• [DATASET]:
= Beginning of Section =

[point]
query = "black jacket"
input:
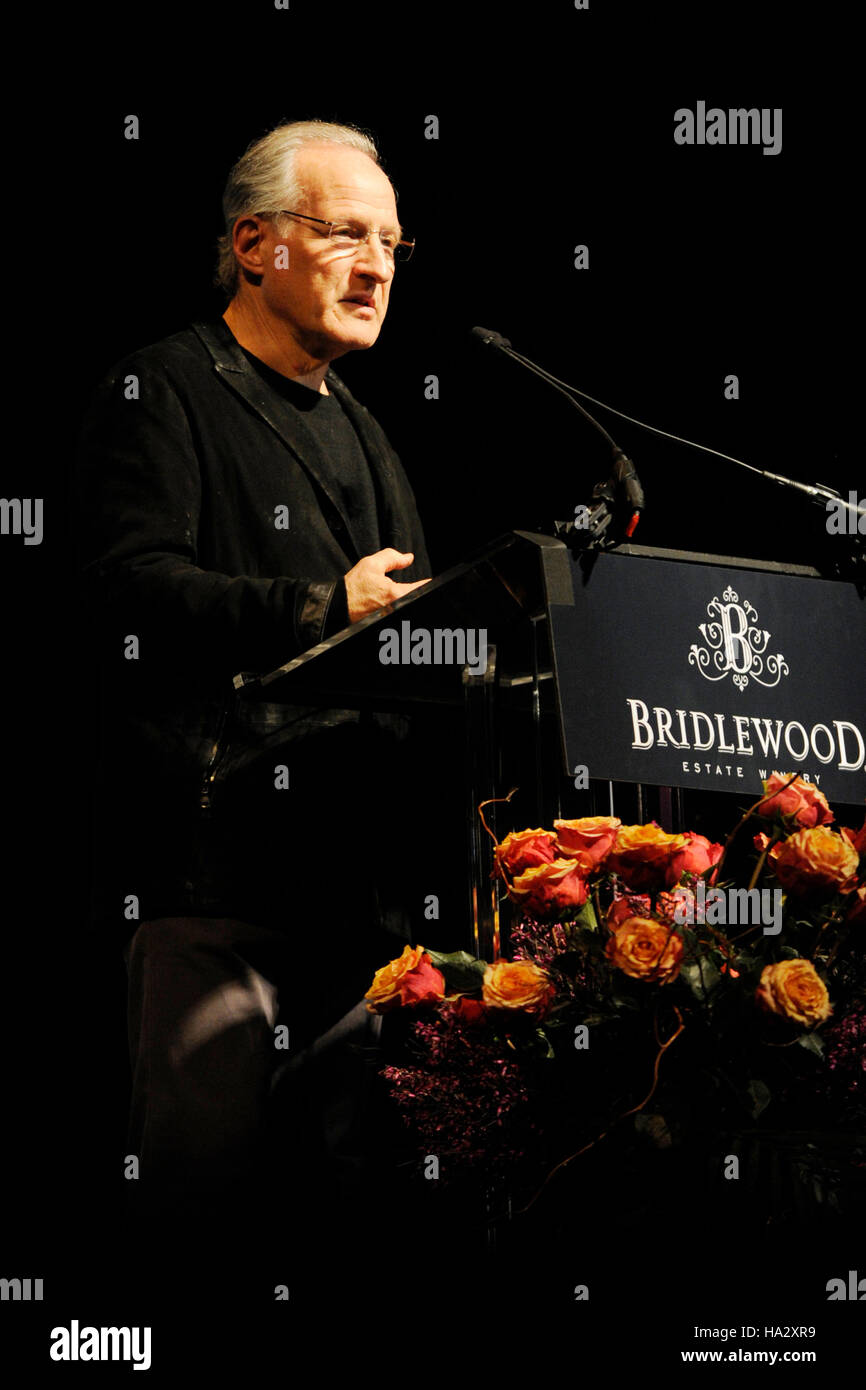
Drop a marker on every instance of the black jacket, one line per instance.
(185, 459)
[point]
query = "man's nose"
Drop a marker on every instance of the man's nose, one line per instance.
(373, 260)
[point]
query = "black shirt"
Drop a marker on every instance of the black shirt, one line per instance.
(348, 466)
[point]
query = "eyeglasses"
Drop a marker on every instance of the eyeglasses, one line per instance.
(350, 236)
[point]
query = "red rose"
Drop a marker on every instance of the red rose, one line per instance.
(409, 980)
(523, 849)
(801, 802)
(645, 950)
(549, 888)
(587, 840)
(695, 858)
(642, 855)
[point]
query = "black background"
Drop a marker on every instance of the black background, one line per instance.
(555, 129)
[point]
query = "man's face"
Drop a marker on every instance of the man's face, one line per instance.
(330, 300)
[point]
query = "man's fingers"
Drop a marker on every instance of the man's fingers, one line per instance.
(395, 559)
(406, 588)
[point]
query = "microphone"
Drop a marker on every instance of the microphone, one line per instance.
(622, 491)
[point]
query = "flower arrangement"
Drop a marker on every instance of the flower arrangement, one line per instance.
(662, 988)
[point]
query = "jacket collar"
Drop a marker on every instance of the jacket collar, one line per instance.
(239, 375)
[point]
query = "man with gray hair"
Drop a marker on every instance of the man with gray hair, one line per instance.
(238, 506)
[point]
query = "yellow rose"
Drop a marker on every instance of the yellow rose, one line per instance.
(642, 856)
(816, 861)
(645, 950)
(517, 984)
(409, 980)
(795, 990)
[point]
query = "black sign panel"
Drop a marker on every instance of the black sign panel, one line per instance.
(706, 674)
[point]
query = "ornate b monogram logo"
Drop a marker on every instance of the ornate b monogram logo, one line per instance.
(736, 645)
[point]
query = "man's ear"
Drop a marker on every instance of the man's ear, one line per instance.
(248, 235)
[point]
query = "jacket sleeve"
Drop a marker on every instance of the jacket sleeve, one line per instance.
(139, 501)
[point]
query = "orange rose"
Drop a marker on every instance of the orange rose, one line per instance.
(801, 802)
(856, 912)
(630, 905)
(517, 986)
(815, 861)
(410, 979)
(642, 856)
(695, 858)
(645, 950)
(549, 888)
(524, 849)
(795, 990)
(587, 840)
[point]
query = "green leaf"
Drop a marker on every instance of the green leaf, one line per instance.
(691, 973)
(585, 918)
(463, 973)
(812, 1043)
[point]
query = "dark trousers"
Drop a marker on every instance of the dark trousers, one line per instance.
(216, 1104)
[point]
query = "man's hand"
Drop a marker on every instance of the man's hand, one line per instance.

= End of Section =

• [EXERCISE DESCRIPTION]: Answer with a single number: the count of lines above that contain the string "hand".

• [RESPONSE TO THE TASK]: 2